■ Your goal ■
Among the lines below, copy exactly those from the one with "TARGET = gravestone" through the one with "TARGET = peach rose", counting both ends.

--- Data to examine Enclosed Below ---

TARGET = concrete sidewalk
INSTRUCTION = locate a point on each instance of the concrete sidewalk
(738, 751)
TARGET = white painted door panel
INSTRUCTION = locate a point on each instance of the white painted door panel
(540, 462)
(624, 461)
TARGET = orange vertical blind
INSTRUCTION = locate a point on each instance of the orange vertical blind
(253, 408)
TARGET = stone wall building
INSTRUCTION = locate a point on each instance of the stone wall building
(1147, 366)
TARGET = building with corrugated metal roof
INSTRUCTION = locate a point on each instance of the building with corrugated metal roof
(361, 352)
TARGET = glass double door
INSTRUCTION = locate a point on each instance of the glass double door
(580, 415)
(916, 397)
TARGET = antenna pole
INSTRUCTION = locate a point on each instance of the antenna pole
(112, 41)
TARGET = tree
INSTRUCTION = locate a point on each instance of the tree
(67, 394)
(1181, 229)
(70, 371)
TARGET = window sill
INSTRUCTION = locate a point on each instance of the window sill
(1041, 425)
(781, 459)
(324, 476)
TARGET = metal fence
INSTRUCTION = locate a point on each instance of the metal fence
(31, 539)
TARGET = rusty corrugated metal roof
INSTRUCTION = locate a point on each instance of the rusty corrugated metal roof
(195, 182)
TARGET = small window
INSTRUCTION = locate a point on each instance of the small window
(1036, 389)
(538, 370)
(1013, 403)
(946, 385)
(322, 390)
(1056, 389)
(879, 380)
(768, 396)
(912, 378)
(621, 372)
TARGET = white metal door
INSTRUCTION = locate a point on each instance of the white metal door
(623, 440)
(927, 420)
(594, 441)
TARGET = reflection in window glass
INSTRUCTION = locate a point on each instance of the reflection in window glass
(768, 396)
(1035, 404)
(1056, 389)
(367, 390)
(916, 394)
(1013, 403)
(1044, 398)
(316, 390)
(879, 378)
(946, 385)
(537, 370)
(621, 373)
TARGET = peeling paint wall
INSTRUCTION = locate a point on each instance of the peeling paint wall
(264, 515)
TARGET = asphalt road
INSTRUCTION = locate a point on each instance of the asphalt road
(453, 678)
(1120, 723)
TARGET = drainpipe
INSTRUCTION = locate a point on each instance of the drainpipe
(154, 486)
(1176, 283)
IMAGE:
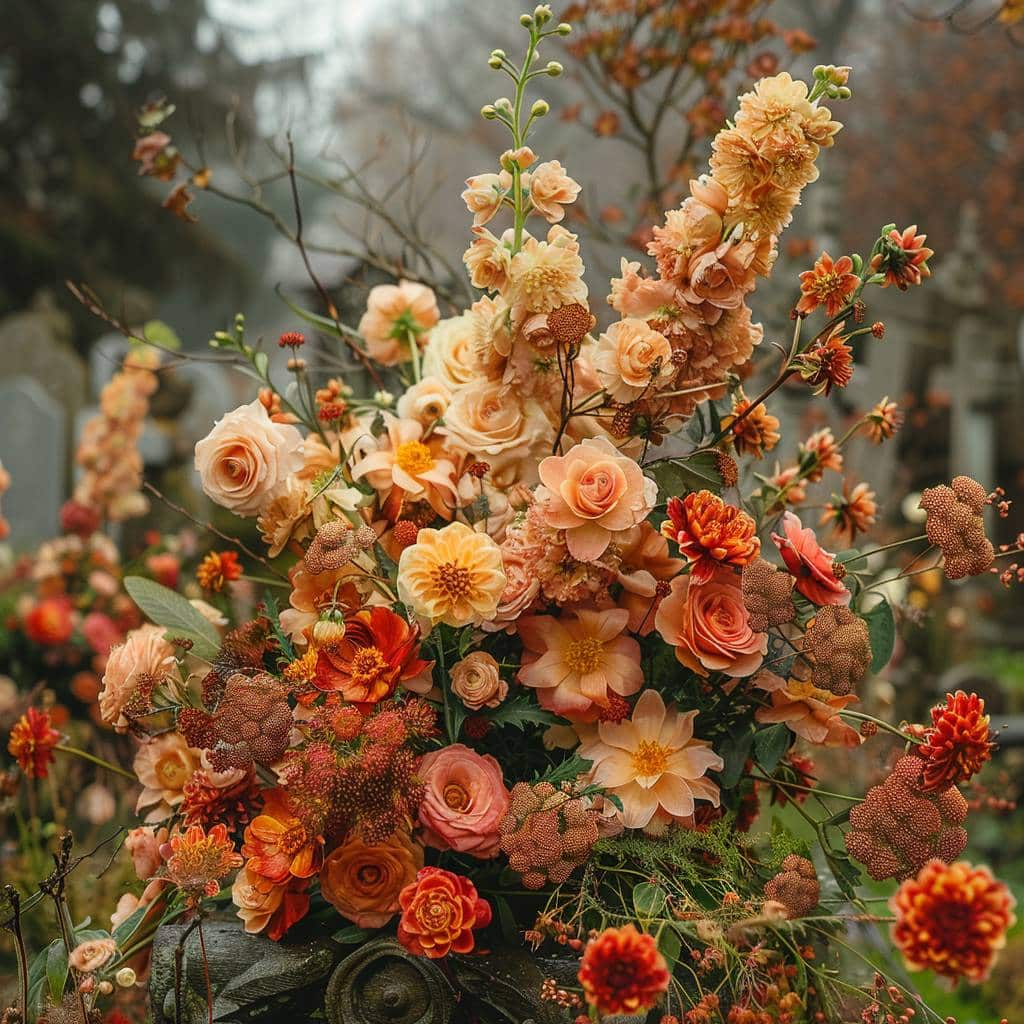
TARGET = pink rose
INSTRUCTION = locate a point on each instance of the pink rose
(464, 803)
(247, 458)
(710, 628)
(591, 493)
(809, 562)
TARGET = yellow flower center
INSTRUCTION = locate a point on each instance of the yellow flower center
(452, 580)
(414, 458)
(585, 655)
(649, 758)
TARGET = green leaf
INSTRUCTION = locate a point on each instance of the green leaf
(162, 335)
(882, 633)
(521, 711)
(770, 744)
(175, 613)
(679, 476)
(648, 900)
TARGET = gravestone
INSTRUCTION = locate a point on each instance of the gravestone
(34, 451)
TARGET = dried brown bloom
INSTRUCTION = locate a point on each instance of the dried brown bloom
(838, 644)
(954, 524)
(796, 887)
(547, 834)
(899, 826)
(767, 595)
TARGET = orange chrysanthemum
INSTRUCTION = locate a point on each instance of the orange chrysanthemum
(217, 569)
(827, 283)
(439, 912)
(200, 859)
(951, 919)
(710, 532)
(957, 743)
(32, 741)
(622, 972)
(378, 650)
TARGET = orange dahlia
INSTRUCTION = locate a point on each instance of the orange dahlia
(957, 743)
(622, 972)
(439, 912)
(710, 532)
(32, 741)
(951, 919)
(378, 650)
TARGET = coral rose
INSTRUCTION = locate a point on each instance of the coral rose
(247, 458)
(439, 911)
(476, 681)
(144, 652)
(592, 493)
(809, 562)
(363, 881)
(464, 801)
(710, 627)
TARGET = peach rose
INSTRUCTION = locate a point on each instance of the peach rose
(631, 358)
(247, 458)
(709, 626)
(550, 189)
(591, 493)
(92, 954)
(363, 881)
(144, 652)
(389, 308)
(476, 681)
(464, 802)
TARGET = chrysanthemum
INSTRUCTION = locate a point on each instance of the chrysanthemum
(32, 741)
(623, 972)
(952, 919)
(573, 662)
(957, 743)
(652, 763)
(710, 532)
(452, 576)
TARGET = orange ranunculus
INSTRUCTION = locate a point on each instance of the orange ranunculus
(363, 881)
(439, 911)
(279, 845)
(379, 650)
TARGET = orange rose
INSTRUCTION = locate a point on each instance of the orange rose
(363, 881)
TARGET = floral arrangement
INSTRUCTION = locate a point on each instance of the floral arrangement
(539, 636)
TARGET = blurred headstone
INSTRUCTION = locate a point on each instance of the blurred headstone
(34, 451)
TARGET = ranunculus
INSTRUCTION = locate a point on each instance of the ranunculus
(464, 802)
(363, 881)
(144, 652)
(709, 626)
(631, 358)
(477, 682)
(591, 493)
(247, 458)
(809, 562)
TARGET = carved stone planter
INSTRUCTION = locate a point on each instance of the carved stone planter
(256, 980)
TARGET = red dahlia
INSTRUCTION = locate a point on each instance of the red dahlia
(622, 972)
(957, 743)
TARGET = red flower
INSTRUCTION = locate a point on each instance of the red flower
(50, 622)
(956, 744)
(32, 741)
(622, 972)
(828, 283)
(710, 532)
(217, 569)
(951, 919)
(379, 650)
(439, 912)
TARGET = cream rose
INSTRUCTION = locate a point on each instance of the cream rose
(632, 357)
(247, 458)
(476, 681)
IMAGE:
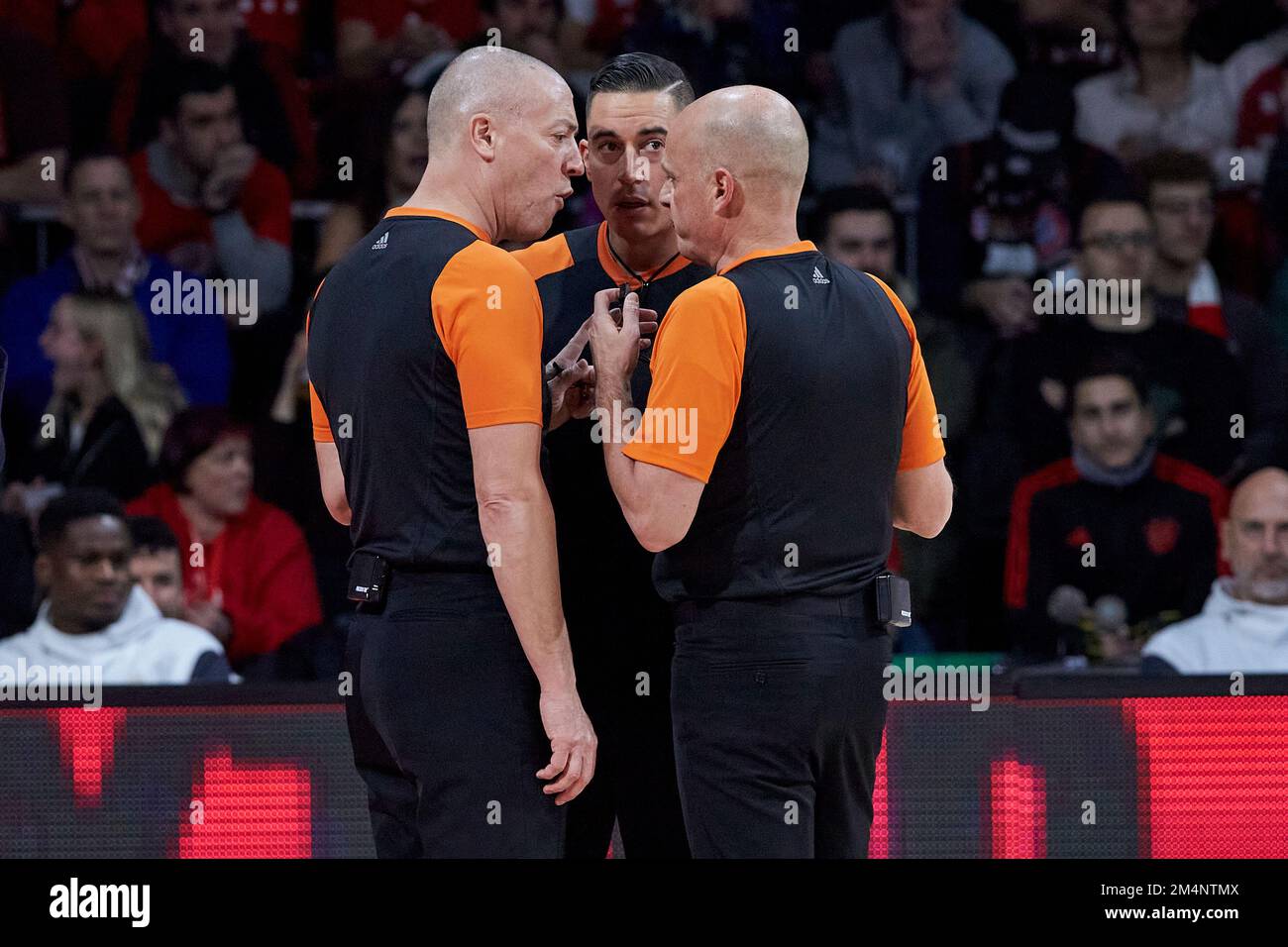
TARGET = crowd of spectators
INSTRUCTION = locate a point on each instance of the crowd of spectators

--- End of Enclosed Data to examine ---

■ Answer section ■
TARGET = gravestone
INSTRUCTION = locate a point on each instance of the gravestone
(34, 451)
TARGET = dried brown bloom
INSTRUCTION = locate a point on each instance of the dried brown bloom
(838, 644)
(954, 524)
(796, 887)
(547, 834)
(899, 826)
(767, 595)
TARGET = orange chrysanthemum
INSTRUCTION = locate a point on each instance of the orange chrysanthemum
(217, 569)
(827, 283)
(439, 912)
(200, 859)
(951, 919)
(710, 532)
(957, 743)
(32, 741)
(622, 972)
(378, 650)
TARGET = orange dahlia
INSTRUCTION = locate a point on each instance of the orange dahlia
(957, 743)
(622, 972)
(439, 912)
(710, 532)
(32, 741)
(951, 919)
(378, 650)
TARGET = coral rose
INSTRUCTION = locate a point on each instance of the coral rose
(247, 458)
(439, 911)
(476, 681)
(144, 652)
(592, 493)
(809, 562)
(363, 881)
(464, 801)
(710, 627)
TARGET = peach rose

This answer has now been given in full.